Short exercise:
Return verbatim the lines of the data from the one containing "TARGET = blue sky" through the end of the data, including both ends.

Dataset:

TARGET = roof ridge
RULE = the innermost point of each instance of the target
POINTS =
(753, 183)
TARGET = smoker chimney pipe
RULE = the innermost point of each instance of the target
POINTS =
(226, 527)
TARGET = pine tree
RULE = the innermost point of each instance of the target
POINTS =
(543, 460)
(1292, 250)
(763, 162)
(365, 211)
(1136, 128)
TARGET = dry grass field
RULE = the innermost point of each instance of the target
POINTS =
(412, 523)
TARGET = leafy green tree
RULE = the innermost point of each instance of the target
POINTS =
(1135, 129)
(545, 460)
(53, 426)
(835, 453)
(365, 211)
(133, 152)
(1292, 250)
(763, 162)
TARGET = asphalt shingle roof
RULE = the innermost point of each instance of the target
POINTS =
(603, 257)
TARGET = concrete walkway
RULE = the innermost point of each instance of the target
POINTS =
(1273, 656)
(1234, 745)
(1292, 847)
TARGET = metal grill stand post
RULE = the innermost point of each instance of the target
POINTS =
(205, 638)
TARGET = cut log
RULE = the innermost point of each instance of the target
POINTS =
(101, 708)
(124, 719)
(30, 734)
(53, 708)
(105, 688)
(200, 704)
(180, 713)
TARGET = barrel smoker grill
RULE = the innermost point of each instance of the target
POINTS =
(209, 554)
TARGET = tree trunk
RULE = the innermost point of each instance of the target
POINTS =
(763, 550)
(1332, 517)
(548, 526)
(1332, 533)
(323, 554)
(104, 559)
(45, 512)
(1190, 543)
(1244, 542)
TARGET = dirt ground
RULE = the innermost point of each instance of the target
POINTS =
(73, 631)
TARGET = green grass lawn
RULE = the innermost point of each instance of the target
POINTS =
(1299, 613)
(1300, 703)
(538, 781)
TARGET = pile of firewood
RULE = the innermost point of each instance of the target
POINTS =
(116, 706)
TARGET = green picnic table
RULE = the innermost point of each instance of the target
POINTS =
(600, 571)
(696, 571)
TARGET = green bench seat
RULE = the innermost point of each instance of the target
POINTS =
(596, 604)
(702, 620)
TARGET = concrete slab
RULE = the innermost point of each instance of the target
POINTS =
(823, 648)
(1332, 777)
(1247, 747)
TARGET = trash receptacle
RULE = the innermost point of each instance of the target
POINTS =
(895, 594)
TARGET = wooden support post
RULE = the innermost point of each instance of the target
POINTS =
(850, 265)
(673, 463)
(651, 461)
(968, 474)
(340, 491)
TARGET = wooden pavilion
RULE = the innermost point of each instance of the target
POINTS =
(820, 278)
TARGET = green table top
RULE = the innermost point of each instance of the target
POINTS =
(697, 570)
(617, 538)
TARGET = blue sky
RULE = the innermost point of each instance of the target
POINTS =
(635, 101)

Full solution:
TARGET = blue sky
RULE = the innermost point of each instance of the target
POINTS =
(635, 101)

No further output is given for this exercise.